**Activity**
Search the material below for the word "bridge" and copy every line in which it occurs.

*** Block opens ***

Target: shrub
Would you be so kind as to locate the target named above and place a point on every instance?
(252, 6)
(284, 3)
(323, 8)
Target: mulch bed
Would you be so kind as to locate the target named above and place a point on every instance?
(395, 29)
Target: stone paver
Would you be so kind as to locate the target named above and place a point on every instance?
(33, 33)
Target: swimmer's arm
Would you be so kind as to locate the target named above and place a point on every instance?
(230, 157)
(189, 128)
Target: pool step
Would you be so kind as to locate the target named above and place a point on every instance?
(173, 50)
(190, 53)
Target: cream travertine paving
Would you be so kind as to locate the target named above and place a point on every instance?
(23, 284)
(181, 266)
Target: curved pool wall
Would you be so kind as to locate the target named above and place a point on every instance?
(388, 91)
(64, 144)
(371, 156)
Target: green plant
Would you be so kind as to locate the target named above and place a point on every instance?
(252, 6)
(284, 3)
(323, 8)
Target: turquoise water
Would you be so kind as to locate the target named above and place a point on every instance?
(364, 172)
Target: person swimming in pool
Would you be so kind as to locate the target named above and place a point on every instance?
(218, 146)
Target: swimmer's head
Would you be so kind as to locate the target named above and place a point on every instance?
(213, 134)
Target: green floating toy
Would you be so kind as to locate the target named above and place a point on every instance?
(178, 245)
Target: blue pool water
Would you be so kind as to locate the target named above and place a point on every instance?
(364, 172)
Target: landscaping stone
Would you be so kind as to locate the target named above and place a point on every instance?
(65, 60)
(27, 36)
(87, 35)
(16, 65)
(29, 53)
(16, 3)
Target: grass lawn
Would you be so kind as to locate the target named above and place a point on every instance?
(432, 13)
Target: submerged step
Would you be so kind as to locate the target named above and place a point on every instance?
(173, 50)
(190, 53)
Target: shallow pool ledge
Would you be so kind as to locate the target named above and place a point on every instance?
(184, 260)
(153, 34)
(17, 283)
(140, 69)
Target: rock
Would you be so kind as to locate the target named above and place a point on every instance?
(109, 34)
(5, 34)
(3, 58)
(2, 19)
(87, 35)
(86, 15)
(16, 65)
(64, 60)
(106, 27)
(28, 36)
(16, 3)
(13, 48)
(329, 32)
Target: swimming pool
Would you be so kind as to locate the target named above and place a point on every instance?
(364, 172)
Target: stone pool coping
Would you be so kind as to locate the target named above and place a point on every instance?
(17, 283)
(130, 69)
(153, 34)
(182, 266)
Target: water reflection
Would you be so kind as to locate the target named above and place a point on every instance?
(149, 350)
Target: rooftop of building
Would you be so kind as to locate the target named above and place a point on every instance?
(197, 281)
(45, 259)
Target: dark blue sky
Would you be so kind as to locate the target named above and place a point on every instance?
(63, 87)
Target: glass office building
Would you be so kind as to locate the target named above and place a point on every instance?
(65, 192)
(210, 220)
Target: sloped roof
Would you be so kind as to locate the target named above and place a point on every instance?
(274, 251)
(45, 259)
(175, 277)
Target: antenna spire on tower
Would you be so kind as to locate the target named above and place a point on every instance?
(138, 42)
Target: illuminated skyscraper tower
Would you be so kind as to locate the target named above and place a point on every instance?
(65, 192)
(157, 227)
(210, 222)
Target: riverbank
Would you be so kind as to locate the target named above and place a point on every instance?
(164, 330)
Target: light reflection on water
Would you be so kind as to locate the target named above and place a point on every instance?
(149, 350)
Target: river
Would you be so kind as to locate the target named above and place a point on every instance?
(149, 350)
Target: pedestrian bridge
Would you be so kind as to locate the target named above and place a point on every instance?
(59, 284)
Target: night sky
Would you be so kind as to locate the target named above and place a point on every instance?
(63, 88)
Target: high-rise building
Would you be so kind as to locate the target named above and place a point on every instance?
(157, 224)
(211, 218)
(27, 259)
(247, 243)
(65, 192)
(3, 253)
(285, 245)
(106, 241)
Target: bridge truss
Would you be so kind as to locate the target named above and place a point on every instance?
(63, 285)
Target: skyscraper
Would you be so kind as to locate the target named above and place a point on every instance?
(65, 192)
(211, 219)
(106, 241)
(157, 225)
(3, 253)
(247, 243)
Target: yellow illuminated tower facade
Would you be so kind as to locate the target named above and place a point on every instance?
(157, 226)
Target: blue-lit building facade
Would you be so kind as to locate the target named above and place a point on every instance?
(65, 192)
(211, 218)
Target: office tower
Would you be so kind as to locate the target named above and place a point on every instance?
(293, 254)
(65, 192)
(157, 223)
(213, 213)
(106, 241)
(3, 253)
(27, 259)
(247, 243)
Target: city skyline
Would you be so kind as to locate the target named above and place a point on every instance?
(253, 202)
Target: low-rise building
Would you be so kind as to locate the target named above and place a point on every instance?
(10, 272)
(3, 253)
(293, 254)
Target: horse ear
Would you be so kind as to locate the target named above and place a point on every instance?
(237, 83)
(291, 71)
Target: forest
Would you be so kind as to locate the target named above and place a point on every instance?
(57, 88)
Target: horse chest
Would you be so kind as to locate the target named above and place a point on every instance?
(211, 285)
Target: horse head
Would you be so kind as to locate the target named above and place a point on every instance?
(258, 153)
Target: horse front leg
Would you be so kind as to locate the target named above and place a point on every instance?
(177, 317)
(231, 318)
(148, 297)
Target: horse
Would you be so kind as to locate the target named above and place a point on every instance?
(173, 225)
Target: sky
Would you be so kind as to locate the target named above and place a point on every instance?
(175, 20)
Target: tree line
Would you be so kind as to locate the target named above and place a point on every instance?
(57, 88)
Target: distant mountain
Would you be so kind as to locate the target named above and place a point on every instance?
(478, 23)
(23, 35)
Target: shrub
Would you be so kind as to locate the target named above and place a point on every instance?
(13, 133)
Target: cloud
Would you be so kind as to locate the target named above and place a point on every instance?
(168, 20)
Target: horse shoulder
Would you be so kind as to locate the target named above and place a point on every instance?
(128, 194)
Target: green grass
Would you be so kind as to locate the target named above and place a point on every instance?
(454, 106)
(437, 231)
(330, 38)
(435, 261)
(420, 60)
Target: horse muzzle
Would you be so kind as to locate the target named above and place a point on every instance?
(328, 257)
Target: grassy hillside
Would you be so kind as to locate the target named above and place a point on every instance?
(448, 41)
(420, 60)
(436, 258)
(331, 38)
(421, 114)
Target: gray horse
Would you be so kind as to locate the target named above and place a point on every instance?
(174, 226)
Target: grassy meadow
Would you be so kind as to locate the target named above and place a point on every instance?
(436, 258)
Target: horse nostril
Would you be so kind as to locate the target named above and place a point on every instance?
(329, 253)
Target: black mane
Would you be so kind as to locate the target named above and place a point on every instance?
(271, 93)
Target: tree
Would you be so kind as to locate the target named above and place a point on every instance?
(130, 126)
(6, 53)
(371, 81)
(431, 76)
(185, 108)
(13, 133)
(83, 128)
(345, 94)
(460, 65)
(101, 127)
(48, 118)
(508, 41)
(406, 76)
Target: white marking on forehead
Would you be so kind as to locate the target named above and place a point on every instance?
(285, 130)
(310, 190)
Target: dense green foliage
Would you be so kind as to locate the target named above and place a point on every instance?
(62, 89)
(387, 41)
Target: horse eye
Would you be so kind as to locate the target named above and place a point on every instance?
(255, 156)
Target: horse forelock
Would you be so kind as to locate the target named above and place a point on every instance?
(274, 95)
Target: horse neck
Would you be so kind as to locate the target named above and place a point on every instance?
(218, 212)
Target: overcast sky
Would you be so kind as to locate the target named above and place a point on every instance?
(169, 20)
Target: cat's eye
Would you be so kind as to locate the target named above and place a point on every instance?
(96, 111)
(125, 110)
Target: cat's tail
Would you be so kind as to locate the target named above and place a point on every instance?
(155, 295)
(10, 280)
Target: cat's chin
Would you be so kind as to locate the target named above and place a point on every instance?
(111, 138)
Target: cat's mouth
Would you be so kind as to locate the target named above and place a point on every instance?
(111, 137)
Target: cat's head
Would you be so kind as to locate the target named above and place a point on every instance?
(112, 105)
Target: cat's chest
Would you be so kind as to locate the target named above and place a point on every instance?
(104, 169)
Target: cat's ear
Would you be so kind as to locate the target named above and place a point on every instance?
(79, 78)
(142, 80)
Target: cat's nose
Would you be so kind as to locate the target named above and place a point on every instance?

*** Block closes ***

**Task answer**
Target: pedestrian bridge
Target: bridge truss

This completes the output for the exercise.